## Start MATERIAL FOR THIS TASK

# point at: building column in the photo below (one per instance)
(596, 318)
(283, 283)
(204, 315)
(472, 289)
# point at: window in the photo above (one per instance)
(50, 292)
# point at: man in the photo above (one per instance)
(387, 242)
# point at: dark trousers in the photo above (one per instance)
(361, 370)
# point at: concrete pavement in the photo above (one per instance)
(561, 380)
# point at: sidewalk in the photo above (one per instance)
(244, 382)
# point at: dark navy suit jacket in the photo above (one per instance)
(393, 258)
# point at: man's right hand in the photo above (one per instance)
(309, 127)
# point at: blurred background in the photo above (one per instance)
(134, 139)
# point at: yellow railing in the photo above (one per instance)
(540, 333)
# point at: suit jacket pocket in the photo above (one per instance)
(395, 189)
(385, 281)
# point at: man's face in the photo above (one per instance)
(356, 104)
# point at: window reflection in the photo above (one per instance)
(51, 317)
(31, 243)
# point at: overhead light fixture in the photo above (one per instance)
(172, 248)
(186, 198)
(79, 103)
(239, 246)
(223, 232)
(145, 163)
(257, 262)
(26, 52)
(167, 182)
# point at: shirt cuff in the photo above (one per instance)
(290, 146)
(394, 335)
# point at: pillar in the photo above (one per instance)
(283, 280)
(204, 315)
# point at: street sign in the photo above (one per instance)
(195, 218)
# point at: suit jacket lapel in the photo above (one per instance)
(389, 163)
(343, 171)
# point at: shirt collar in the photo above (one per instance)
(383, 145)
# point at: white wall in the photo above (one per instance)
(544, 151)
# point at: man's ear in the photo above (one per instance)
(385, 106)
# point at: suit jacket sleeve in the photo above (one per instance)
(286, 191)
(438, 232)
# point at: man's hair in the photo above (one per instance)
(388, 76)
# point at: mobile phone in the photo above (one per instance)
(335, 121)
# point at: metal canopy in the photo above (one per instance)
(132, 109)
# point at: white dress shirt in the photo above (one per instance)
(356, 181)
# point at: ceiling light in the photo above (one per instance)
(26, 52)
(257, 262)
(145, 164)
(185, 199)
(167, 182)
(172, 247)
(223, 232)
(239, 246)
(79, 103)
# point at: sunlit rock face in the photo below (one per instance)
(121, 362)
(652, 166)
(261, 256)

## End MATERIAL FOR THIS TASK

TASK DIRECTIONS:
Reproduce all of the records exactly.

EXERCISE RESULT:
# point at: building column in the photo below (one per instance)
(596, 318)
(283, 283)
(204, 315)
(472, 289)
# point at: window in the photo above (one per instance)
(50, 292)
# point at: man in the photo above (one per instance)
(387, 242)
# point at: dark trousers in the photo above (one per instance)
(361, 370)
# point at: concrete pavement in the photo above (one per instance)
(561, 380)
# point at: sidewalk in the photo above (one per instance)
(244, 382)
# point at: dark navy suit jacket in the photo above (one per instance)
(393, 258)
# point at: man's right hand in the photo above (one per instance)
(309, 127)
# point at: blurred background in the photo above (one per instance)
(134, 139)
# point at: yellow railing in the photo above (one per instance)
(540, 333)
# point at: suit jacket pocket in the photo above (one per instance)
(395, 189)
(385, 281)
# point at: man's face in the photo above (one per instance)
(356, 104)
# point at: window reflection in the photo above (one per instance)
(51, 317)
(31, 243)
# point at: overhead light fixture in the photo above (one per instance)
(172, 248)
(186, 198)
(79, 103)
(239, 246)
(223, 232)
(145, 163)
(257, 262)
(26, 52)
(167, 182)
# point at: shirt cuff in the photo above (one per instance)
(290, 146)
(394, 335)
# point at: pillar in the photo above (one per instance)
(283, 280)
(204, 315)
# point at: street sign in the photo above (one per instance)
(195, 218)
# point at: suit jacket lapel in the photo above (one per instance)
(389, 163)
(343, 171)
# point at: shirt collar in the photo above (one per instance)
(383, 145)
# point at: white wall in the photo above (one per instance)
(544, 151)
# point at: man's ear in the photo above (one per instance)
(385, 106)
# point at: suit jacket sleeve in the photo above (one per instance)
(286, 191)
(438, 232)
# point at: man's hair in the photo above (one per instance)
(388, 76)
# point at: mobile phone in the photo above (one per instance)
(335, 121)
# point at: metal canopy in the photo above (one per instance)
(132, 109)
# point at: white dress shirt in the photo above (one per instance)
(356, 181)
# point at: ceiling light in the photo above (one per instance)
(26, 52)
(257, 262)
(145, 164)
(185, 199)
(167, 182)
(172, 247)
(223, 232)
(239, 246)
(79, 103)
# point at: sunlit rock face in the photo below (one per instance)
(121, 362)
(652, 166)
(261, 256)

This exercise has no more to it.